* [Trecho do documento]:
========================================================================

Com ineditismo, os 16 pesquisadores também identificaram outro impacto positivo: o de melhora na chamada substância branca, parte do cérebro que opera em conjunto com a massa cinzenta, por meio de axônios, para garantir a conexão entre neurônios, mediante as sinapses. As vantagens chegaram à metade dos participantes, a dos que incorporaram a musculação ao seu cotidiano, já após seis meses e há possibilidade de que o impacto seja ainda mais expressivo, caso o período seja maior.
"No grupo que praticou musculação, todos os indivíduos apresentaram melhoras de memória e na anatomia cerebral. No entanto, cinco deles chegaram ao final do estudo sem o diagnóstico clínico de CCL, tamanha foi a melhora", ressalta a primeira autora do artigo, a doutoranda da Fapesp, Isadora Ribeiro, vinculada à Faculdade de Ciências Médicas da Unicamp.
Para analisar os possíveis efeitos da musculação no cérebro dos participantes, a equipe responsável pela pesquisa realizou testes neuropsicológicos e exames de ressonância magnética. Os especialistas buscavam comparar índices e imagens, uma vez que já se sabe que, entre pessoas com perdas cognitivas, há atrofia — redução do volume de certas regiões do cérebro.

========================================================================

* [Registros de dados]:
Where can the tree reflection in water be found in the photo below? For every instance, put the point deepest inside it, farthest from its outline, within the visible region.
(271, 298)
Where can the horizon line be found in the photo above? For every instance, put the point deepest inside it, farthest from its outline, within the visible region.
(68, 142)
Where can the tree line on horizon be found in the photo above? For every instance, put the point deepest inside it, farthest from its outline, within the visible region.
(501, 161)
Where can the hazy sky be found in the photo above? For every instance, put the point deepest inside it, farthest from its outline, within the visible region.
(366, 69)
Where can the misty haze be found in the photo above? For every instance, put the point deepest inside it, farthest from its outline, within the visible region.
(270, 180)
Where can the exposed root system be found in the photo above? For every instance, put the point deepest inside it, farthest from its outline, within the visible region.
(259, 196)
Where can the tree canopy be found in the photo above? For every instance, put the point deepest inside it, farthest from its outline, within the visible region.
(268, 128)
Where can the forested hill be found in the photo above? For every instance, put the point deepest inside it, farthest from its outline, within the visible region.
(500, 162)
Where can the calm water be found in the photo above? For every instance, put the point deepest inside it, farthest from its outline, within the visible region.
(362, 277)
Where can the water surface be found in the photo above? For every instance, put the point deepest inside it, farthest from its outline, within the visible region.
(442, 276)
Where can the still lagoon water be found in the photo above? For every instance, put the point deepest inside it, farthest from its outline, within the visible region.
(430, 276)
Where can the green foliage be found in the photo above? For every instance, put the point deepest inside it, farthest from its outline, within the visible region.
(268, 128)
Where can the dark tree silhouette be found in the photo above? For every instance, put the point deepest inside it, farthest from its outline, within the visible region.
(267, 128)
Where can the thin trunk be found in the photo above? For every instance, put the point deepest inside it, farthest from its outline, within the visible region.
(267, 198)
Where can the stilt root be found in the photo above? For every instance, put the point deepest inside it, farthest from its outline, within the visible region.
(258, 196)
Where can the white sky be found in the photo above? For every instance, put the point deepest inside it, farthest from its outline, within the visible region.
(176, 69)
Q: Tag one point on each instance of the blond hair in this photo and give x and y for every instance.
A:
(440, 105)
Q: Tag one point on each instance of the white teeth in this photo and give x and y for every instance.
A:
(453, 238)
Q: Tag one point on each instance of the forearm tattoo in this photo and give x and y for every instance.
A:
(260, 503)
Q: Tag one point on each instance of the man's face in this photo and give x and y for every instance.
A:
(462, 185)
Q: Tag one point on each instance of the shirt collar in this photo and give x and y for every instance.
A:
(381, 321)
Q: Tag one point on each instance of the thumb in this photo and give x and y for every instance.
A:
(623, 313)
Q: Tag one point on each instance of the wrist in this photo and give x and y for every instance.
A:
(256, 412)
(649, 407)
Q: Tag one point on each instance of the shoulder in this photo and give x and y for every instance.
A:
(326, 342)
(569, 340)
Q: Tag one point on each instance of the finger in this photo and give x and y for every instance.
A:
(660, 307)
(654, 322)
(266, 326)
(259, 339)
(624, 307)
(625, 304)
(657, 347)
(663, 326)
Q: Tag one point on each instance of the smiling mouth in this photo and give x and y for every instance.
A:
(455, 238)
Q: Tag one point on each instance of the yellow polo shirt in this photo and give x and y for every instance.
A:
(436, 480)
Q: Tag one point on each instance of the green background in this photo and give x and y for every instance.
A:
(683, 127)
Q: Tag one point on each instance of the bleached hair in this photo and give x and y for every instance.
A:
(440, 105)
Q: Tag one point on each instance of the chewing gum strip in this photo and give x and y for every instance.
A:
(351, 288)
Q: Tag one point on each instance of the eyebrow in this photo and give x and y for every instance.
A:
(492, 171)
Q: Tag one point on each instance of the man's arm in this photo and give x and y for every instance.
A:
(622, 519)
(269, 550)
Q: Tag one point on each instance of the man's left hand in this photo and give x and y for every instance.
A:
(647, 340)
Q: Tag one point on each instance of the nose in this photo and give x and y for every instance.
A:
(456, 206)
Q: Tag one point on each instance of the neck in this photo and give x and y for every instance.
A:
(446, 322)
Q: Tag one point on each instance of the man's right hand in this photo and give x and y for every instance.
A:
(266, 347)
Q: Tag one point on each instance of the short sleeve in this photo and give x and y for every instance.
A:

========================================================================

* [Seu objetivo]:
Dê continuidade ao texto sobre o estudo dos efeitos da musculação no cérebro, começando logo após a frase que termina em "redução do volume de certas regiões do cérebro".

* [Resposta da tarefa]:
Atualmente, no Brasil, cerca de 2,71 milhões de pessoas com 60 anos ou mais convivem com quadros de demência — 8,5% desse grupo populacional. De acordo com o “Relatório Nacional sobre a Demência”, lançado pelo Ministério da Saúde em setembro do ano passado, essa quantidade deve dobrar até 2050, subindo para 5,6 milhões.
O relatório sublinha que praticamente metade (45%) dos casos de demência poderiam ser evitados ou, pelo menos, adiados. Entre os fatores que aumentam as probabilidades de desenvolver demências, estão: baixa escolaridade; perda auditiva; hipertensão; diabetes; obesidade; tabagismo; depressão; inatividade física e isolamento social.
Corpo e mente
A técnica da gerência de desenvolvimento físico-esportivo do Sesc de São Paulo, Alessandra Nascimento, também destaca os benefícios que os exercícios físicos trazem tanto para o corpo quanto para a mente e que isso não fica restrito a modalidades como natação, ciclismo e corrida.
"Os trabalhos com sobrecarga, independentemente de ser peso, musculação, com o próprio peso, com elástico ou molas, têm mostrado que, além dos benefícios físicos, trazem melhoras cognitivas e relacionadas à saúde mental, de foco", esclarece.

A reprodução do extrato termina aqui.